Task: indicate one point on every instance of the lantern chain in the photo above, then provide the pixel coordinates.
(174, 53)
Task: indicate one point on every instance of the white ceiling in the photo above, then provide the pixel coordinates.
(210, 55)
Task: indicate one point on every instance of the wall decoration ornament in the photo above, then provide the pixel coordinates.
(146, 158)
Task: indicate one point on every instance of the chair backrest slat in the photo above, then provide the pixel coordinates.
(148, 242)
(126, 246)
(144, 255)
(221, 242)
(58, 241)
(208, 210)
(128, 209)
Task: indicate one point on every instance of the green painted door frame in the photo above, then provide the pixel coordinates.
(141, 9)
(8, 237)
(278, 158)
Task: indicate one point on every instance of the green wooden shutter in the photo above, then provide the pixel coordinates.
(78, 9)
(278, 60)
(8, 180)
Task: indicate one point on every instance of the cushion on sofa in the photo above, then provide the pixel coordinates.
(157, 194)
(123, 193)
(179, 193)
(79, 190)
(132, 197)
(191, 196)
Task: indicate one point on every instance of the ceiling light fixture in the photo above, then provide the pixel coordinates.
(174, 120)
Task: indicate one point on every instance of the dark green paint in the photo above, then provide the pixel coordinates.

● **What to produce**
Put every line of the material above into a numbered list, leaving out any blank lines.

● **The answer**
1. Task: indicate one point on every instance of the lantern chain in the photo above, then provide the pixel coordinates.
2. (174, 53)
3. Task: indicate one point on every instance of the white ceiling in the photo above, then provide the pixel coordinates.
4. (210, 55)
5. Task: indicate one point on every instance of the wall decoration ornament in the photo above, then provide the pixel coordinates.
6. (146, 158)
7. Task: indicate one point on every instance of the chair backrest slat in the photo above, then provide the pixel coordinates.
8. (148, 242)
9. (126, 246)
10. (144, 255)
11. (221, 242)
12. (58, 241)
13. (208, 210)
14. (128, 209)
15. Task: indicate one point on every instance of the green painted door frame in the photo above, then provide the pixel coordinates.
16. (141, 9)
17. (8, 237)
18. (278, 158)
19. Task: indicate one point on every instance of the green wooden shutter in the photo above, then provide the pixel coordinates.
20. (78, 9)
21. (278, 60)
22. (8, 180)
23. Task: indicate one point on every instance of the cushion on sofa in the photo above, then provide the pixel coordinates.
24. (157, 194)
25. (123, 193)
26. (179, 193)
27. (79, 190)
28. (132, 197)
29. (191, 196)
30. Task: indicate one point on every instance of the ceiling light fixture in the photo above, then provide the pixel coordinates.
31. (174, 120)
32. Task: indicate one point on every instance of the dark green paint in the photo above, then provide the pixel coordinates.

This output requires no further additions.